Documento →
********

A definição radical de Consciência Preta é um processo de introversão e auto centralização das pessoas pretas e não a busca pelo convencimento dos brancos ou uma celebração cultural vazia.
Esqueça os desfiles de "beleza negra" nas escolas e os cartazes apelando à mudança de comportamento dos racistas. Cenas como essas, comuns no 20 de novembro, distorcem as raízes do conceito de Consciência Preta.
Aliás, aqui usamos Consciência Preta e não Consciência Negra, por conta de um posicionamento político, histórico e etimológico. Sem querer invalidar o uso recorrente de Consciência Negra pelo Movimento Negro no Brasil, entendemos que o principal difusor do conceito no cenário internacional, Steve Biko, usava Black Consciousness, que corresponde a Consciência Preta, e não a Consciência Negra.
Consciência Negra tem sido assumida, por muitas pessoas no território chamado Brasil - em especial no contexto escolar - como um momento de celebração da cultura negra, "afro-brasileira" e "brasileira". Na prática, fala-se de comidas, de danças, dos escravos, da retrospectiva de casos de racismo do último ano e - sem esquecer - do apelo para que as pessoas não sejam racistas, uma vez que todos somos iguais.
A Consciência Preta sistematizada por Steve Biko é algo bem diferente. Aliás, embora Biko tenha sido o principal nome atrelado a esse conceito, tratava-se de um movimento. Para entender, tentaremos fazer uma entrada na história da África do Sul.
Apartheid como - tentativa de - interrupção da história africana
Ao expandir nossos ouvidos históricos, conseguimos audibilidade suficiente para perceber que a história dos povos africanos começa há mais de 250 mil anos. Foi em África - Alkebulan ou outros nomes antigos seriam mais adequados - que a humanidade surgiu e estabeleceu as bases para tudo que hoje existe a partir do desenvolvimento hominídeo.
O território onde hoje está o país conhecido como África do Sul já abrigou elaborações artísticas, científicas e tecnológicas de cerca de 100 mil anos atrás, para citarmos apenas o exemplo do kit artístico achado na Caverna Blombos junto a joias e a um bloco com cisões intencionalmente simbólicas.
Há cerca de mil anos uma sofisticada civilização se ergueu próxima ao rio Limpopo. Era Mapungubwe, reino com conexões comerciais globais com Kemet, Índia e China. Eram dominadores do ouro, tinham uma importante organização social, jurídica e religiosa, além de pujança econômica. Mapungubwe se desenvolveu entre o século 10 e o século 14 de nossa era.

********

Trechos dos dados →
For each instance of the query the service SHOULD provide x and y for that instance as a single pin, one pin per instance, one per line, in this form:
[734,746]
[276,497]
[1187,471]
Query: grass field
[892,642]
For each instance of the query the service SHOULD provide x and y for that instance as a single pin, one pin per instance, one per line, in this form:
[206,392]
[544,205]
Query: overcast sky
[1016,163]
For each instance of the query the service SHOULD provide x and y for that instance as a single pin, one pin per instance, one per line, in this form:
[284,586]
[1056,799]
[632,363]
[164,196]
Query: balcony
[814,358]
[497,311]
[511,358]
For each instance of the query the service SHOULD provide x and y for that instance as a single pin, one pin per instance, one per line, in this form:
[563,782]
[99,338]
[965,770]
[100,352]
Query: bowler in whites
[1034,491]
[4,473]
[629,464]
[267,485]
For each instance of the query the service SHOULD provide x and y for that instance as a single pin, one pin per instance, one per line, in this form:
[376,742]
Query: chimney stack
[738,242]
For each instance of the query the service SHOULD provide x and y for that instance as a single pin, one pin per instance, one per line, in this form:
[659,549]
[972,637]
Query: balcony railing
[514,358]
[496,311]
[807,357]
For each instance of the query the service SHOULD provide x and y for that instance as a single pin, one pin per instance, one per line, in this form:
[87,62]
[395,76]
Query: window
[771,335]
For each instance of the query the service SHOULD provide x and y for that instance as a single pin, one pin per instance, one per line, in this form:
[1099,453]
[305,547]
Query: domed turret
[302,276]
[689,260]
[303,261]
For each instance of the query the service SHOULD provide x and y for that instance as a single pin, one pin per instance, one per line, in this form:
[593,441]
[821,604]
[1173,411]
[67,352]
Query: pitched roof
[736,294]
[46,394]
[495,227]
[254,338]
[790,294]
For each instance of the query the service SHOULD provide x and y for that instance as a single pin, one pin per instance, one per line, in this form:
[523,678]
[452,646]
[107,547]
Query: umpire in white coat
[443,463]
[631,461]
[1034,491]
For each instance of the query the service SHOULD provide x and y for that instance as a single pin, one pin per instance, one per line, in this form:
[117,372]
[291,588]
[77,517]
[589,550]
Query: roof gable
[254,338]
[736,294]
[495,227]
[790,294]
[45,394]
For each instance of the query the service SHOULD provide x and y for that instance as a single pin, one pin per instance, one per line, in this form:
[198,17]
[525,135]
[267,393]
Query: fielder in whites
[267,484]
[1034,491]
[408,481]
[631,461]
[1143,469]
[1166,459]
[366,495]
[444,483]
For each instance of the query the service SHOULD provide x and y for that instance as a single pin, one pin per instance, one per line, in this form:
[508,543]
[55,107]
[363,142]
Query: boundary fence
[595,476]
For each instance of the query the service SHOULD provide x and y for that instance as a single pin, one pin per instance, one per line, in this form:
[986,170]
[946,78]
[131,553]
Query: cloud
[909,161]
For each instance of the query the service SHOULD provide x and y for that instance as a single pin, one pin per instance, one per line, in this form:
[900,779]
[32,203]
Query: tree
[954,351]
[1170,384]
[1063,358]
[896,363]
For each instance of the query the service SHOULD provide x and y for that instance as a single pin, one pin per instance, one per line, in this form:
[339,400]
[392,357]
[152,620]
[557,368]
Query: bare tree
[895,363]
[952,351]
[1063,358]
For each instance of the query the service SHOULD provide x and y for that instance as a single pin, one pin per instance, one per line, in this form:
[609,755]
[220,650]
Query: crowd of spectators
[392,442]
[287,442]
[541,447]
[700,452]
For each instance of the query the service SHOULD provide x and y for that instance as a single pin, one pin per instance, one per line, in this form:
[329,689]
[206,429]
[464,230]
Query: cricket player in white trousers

********

Extraia do texto sobre Consciência Preta, sem nenhuma alteração, o trecho que começa em "A Consciência Preta sistematizada" e vai até "do desenvolvimento hominídeo.", inclusive.

Resolução do exercício →
A Consciência Preta sistematizada por Steve Biko é algo bem diferente. Aliás, embora Biko tenha sido o principal nome atrelado a esse conceito, tratava-se de um movimento. Para entender, tentaremos fazer uma entrada na história da África do Sul.
Apartheid como - tentativa de - interrupção da história africana
Ao expandir nossos ouvidos históricos, conseguimos audibilidade suficiente para perceber que a história dos povos africanos começa há mais de 250 mil anos. Foi em África - Alkebulan ou outros nomes antigos seriam mais adequados - que a humanidade surgiu e estabeleceu as bases para tudo que hoje existe a partir do desenvolvimento hominídeo.